Karl stellt die alten, brennenden Rokokoleuchter auf die Tafel
und bringt die Cigarren.

In unsere tiefen Armstühle gelehnt,
verdauungsseelig,
trinken wir Stoughton mit Curaçao, paffen Ringe
und philosophiren.

Ab und zu
knallt eine Flasche Sect.

Plötzlich
packt mich Sehnsucht.

Laue, wehende Frühlingsluft, Lämmerwölkchen,
mein See unter Fichten!

In der Dorfschenke,
zwischen Kutschern und Bahnarbeitern Weißbier saufen,
mich selbst wieder zurück rudern,
vor meinem blühenden Pfirsichbäumchen
glücklich sein! [8]

In Gesprächsprotokollen mit dem Charakter von Kampfberichten sucht Stolzenberg dem auf die Spur zu kommen, was sich unterhalb der konventionellen Maskerade abspielt:

Ueber die blitzende, blumengeschmückte Festtafel,
weltmännisch verbindlich,
lassen auch wir unsre Kelche klingen.

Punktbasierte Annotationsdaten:
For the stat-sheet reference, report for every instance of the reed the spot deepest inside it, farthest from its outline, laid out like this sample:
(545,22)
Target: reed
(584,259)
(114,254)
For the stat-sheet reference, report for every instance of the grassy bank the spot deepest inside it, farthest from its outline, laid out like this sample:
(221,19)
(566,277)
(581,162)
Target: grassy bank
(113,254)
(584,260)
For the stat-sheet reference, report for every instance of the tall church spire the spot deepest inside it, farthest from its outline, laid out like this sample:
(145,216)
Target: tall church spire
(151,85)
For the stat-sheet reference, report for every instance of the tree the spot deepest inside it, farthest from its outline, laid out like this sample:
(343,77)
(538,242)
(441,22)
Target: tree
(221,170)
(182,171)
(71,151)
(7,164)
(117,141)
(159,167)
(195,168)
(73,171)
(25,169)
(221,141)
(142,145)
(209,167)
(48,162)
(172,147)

Zu erledigende Aufgaben —
1. Fass den Text über die Festtafel in drei Sätzen zusammen.
2. Schreib den Text über die Festtafel im selben Ton nach der letzten Zeile weiter.

Antworten pro Aufgabe —
1. Karl stellt brennende Rokokoleuchter auf die Tafel und bringt Zigarren, und die Runde lehnt satt in tiefen Armstühlen, trinkt Stoughton mit Curaçao, raucht, philosophiert, und ab und zu knallt eine Flasche Sekt. Plötzlich packt das Ich Sehnsucht nach lauer Frühlingsluft und dem eigenen See unter Fichten, nach Weißbier in der Dorfschenke zwischen Kutschern und Bahnarbeitern, nach dem Zurückrudern und nach dem Glück vor dem blühenden Pfirsichbäumchen. Stolzenberg versucht in Gesprächsprotokollen, die wie Kampfberichte wirken, dem auf die Spur zu kommen, was sich unter der konventionellen Maskerade abspielt, und im anschließenden Vers lassen auch „wir“ an der blumengeschmückten Festtafel weltmännisch die Kelche klingen.

2.
Dein gekräuselter Christuskopf: Tenorallüren!

Sorgsam schleife ich von jedem Wort die Spitze.

Mit schräg geneigtem Gesicht
bittest du mich, angelegentlichst, dir zuzustimmen.

Ich senke die Augenlider.
Schnell
sehe ich wieder auf.

Durch dein goldnes Monocle,
böse,
sticht mich dein Blick. [9]

Und:

Blick bohrt sich in Blick.

Hinter unsern Stirnen, deutlich, ducken noch die Gedanken.

Ein Wort,
und würgend wälzten wir uns am Boden!

Zwei Sterne mit blühenden Paradiesen
stürzten donnernd ins Nichts!

Jähe Angst
lähmt unsre Lippen.

Ich stottre.

Du lächelst.

Wir wechseln verbindliche Phrasen. [10]

Bei Martens gehts um den Ennui über plumpe Störungen kostbarer Gedankenflüge:

Durch dunklen Erddunst,
lichtwärts,
schießt auf Falkenflügeln
meine Seele.

In Sternenweiten,
zahllos,
kreisen Welten.

Flimmernde Melodieen!

In meine Seligkeit
platzt er hinein, atemlos,
und versetzt mir – den neusten Mikosch. [11]

»Mensch!
Ich habe den Kopf voll.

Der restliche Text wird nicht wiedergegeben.